STATED GOAL 1 »
Using the object detection extract, answer these:
(a) Which datasets do Dataset 1 and Dataset 2 stand for?
(b) What AP and AP₅₀ did the proposed method reach at epoch 20?
(c) By about how much does the method cut the number of parameters compared with DETR?
STATED GOAL 2 »
Extend the object detection extract past its final sentence.

═══ SOURCE EXTRACT

As shown in Table 3, we conducted several groups of ablation experiments to demonstrate the effectiveness of Window G-Attention (WGA). Dataset 1 and Dataset 2 represent the COCO and PASCAL VOC datasets, respectively. Exp. 1 refers to the improved method without using WGA. By comparing the results of Exps. 1 and 3, as well as Exps. 2 and 3, we conclude that WGA contributes to improving FPS. It is worth noting that the degree of FPS improvement achieved by WGA varies across different datasets, which we believe is related to the distribution of objects within the images. In addition, we observed that the smaller the window size p of WGA, the lower the computational complexity and the higher the FPS, which is consistent with the conclusion we reached in the article.

Table 3

Table 3. Ablation experiments number and results.

Figure 10 reflects the accuracy trends before and after the improvement in the algorithm. The original method still has no convergence trend over 50 epochs, the AP and AP₅₀ increase slowly, and the accuracy only reaches approximately 50% that of our method after 25 epochs, and the accuracy only reaches approximately 5% that of our method after 25 epochs. The accuracy of our method increased faster in the early stages of training, with AP and AP₅₀ reaching 0.535 and 0.735, respectively, at epoch 20, which was higher than the accuracy of DETR at epoch 50. After 25 epochs, our method converges, indicating that DLMP is effective, and AP and AP₅₀ finally reach 0.552 and 0.743, respectively.

Figure 10

Figure 10. Comparison of accuracy trends before and after improvement.

3.4 Comparison with other methods

In this section, we compare our method with current mainstream algorithms on the COCO, PASCAL VOC and KITTI datasets, as shown in Tables 4–6. As shown in Table 4, the AP of our method is 0.552, and its AP₅₀ is 0.741; both are the best, although AP_S is 1.4% lower than that of YOLOv8, and the actual epochs required for training are less than for YOLOv8. Compared with DN-Deformable-DETR and DINO-DETR, the proposed method maintains AP_S at the same level as the former and 0.4% higher than the latter while significantly reducing the GFLOPS and params. Compared to DETR, our method reduces the number of parameters by approximately 10% and improves the AP, AP₅₀, and AP_S by 3.3%, 2.1%, and 4.5%, respectively, which is advantageous for DETR-like models.

══════
═══ RECORD EXCERPTS

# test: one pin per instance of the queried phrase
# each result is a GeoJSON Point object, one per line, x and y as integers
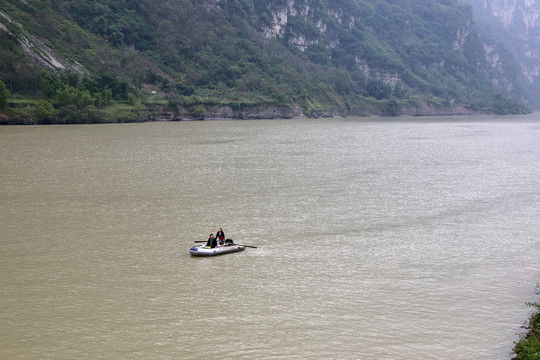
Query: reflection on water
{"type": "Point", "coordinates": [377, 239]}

══════
═══ RECORD EXCERPTS

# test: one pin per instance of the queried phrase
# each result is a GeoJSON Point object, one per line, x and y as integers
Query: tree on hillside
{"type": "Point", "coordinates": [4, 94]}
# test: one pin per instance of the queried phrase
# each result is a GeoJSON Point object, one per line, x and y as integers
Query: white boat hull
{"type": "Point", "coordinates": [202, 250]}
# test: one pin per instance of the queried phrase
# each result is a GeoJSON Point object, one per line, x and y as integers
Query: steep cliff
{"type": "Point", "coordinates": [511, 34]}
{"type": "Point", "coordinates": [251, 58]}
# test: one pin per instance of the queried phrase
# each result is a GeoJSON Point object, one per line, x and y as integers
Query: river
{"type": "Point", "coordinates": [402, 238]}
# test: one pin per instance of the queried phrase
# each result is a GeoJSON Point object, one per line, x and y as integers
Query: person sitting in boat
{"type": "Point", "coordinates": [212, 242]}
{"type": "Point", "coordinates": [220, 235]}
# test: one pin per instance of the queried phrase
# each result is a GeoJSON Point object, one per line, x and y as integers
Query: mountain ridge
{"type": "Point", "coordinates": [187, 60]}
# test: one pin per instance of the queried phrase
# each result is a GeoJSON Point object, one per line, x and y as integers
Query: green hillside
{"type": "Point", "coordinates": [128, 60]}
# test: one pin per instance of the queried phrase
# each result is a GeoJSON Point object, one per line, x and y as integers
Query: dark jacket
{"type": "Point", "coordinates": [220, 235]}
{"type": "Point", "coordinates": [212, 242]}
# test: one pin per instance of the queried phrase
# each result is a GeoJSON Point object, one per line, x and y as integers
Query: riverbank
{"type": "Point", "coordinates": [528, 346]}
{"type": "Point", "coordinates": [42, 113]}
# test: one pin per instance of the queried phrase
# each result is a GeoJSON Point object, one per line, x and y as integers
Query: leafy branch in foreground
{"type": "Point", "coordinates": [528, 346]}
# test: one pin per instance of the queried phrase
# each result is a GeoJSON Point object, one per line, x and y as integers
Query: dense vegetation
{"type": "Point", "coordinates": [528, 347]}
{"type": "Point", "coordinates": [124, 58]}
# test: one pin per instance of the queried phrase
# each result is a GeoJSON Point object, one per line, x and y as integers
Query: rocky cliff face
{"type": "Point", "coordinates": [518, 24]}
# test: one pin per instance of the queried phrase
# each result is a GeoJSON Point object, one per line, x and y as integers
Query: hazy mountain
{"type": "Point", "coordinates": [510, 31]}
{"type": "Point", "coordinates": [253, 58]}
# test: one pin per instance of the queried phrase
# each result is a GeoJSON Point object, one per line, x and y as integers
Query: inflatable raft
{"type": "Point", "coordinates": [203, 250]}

══════
═══ RECORD EXCERPTS

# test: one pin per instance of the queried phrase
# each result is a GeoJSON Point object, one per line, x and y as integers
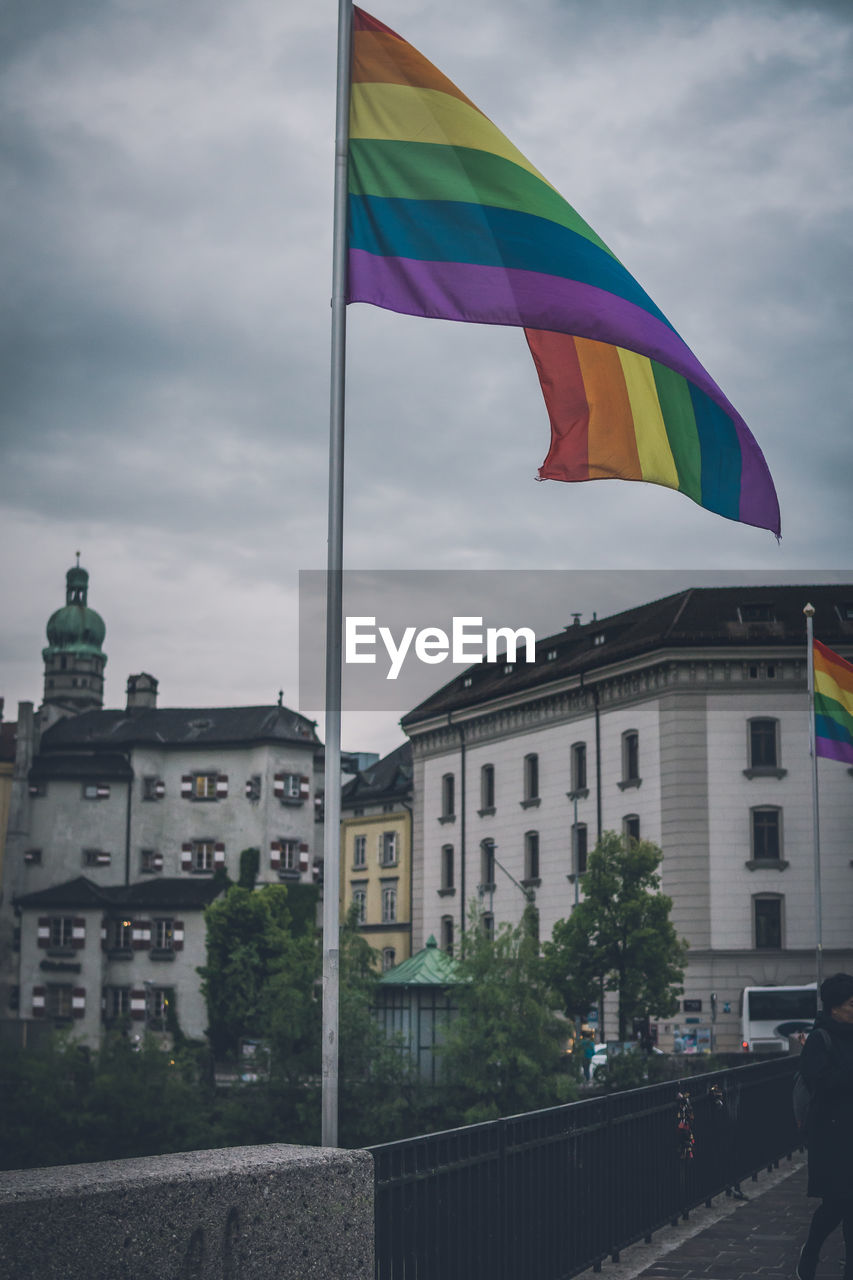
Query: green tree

══════

TASK RESULT 1 »
(a) COCO and PASCAL VOC, respectively.
(b) 0.535 and 0.735.
(c) About 10%.

TASK RESULT 2 »
Table 4

Table 4. The results of comparison.

Table 5 shows the experimental results of the different methods on PASCAL VOC. The AP of our method is 0.477, which is only lower than that of YOLOv8. The proposed method reaches convergence in 35 epochs, which is only higher than that of DINO-DETR, showing good convergence speed and more satisfactory detection accuracy.

Table 5

Table 5. The results of comparison.

Table 6 shows the results of different methods on the KITTI dataset. Our proposed method achieves the highest AP value of 0.556, representing a 3% improvement compared to the baseline method. Our method converges within 35 epochs, second only to DINO-DETR. In terms of AP_S evaluation, our method is only slightly behind YOLOv8 and is nearly on par with it, while having fewer model parameters and lower computational complexity.

Table 6

Table 6. The results of comparison.

The convergence of the different algorithms during training is shown in Figure 11. The training of the proposed method essentially converged in fewer than 45 epochs, which is a remarkable improvement over DETR and YOLOv8. DINO-DETR converges in the 25th epoch, but in actual training, owing to its high complexity, the actual training of an epoch is approximately three times as long as that of the proposed method.

Figure 11

Figure 11. Results of comparison.

Figure 12 shows the relationship between the model computation GFLOPs and FPS and test images from the COCO and PASCAL VOC datasets, with an image size of 900 × 900. The proposed method had the smallest GFLOPs and best FPS in the DETR series. Version v1 uses Window G-Attention, and there is still a large gap in the FPS compared to YOLOv8; however, the FPS is improved by 84% compared to DETR.

Figure 12

Figure 12. Comparison of FPS with different algorithms.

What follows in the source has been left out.